» **Given problem**
Copy out each of the following rows word for word, without changing anything.

» **Given data**
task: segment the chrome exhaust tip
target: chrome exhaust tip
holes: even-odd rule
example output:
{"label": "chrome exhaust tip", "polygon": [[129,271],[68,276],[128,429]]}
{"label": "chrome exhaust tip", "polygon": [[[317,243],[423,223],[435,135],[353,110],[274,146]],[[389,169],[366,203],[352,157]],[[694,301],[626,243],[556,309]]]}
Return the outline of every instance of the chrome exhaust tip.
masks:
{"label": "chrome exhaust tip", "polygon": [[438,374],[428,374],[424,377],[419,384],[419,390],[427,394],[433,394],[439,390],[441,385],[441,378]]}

» **The reply**
task: segment the chrome exhaust tip
target: chrome exhaust tip
holes: even-odd rule
example output:
{"label": "chrome exhaust tip", "polygon": [[129,271],[68,276],[128,429]]}
{"label": "chrome exhaust tip", "polygon": [[[317,243],[423,223],[435,135],[353,110],[274,146]],[[389,169],[366,203],[352,157]],[[694,301],[626,243],[556,309]]]}
Return the outline of every instance of the chrome exhaust tip.
masks:
{"label": "chrome exhaust tip", "polygon": [[438,374],[428,374],[424,377],[419,384],[419,390],[427,394],[433,394],[439,390],[441,385],[441,378]]}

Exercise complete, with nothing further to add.